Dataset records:
--
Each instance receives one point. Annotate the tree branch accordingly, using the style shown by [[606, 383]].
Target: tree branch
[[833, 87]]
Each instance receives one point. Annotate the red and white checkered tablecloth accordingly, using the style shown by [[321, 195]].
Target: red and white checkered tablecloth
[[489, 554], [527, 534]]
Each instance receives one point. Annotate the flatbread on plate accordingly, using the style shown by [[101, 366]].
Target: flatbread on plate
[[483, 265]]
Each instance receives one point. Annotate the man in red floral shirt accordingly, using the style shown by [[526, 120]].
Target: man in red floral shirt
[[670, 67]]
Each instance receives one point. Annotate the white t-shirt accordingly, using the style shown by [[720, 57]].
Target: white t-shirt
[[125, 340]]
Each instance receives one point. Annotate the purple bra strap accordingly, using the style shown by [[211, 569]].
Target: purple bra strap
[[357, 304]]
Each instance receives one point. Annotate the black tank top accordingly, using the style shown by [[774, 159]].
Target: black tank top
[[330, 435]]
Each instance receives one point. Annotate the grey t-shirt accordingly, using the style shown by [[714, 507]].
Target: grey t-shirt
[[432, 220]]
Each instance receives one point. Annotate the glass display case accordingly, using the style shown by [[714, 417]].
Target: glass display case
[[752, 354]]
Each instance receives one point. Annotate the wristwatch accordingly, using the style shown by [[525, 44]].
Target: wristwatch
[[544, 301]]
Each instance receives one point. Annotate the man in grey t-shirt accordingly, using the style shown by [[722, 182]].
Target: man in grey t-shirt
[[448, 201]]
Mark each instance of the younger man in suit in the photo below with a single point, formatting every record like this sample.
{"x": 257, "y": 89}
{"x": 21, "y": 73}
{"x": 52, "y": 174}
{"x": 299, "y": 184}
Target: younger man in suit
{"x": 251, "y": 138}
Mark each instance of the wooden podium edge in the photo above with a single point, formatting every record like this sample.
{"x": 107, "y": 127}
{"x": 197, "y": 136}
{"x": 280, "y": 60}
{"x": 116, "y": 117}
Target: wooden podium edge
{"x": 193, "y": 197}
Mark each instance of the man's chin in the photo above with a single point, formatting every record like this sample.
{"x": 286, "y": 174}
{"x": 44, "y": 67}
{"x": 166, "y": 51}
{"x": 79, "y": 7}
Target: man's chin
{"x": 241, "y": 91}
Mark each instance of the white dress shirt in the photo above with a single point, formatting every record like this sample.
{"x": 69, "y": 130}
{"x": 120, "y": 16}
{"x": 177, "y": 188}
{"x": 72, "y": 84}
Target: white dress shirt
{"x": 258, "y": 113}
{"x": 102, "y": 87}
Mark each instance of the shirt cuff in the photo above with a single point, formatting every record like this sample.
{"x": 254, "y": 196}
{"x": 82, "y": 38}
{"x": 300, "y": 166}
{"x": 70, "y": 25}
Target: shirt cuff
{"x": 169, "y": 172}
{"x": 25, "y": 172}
--
• [Assignment] Lines from the entries that contain the string "above" must be found and copied.

• [Result of this exercise]
Mark each instance of the wooden podium edge in the photo above with a single point, formatting every record like this sample.
Mark each instance of the man's chin in the photo above with a single point, formatting every record like this sample.
Mark each instance of the white dress shirt in the photo above with a single point, formatting every record like this sample.
Mark each instance of the shirt cuff in the photo above with a single point, formatting every record like this sample.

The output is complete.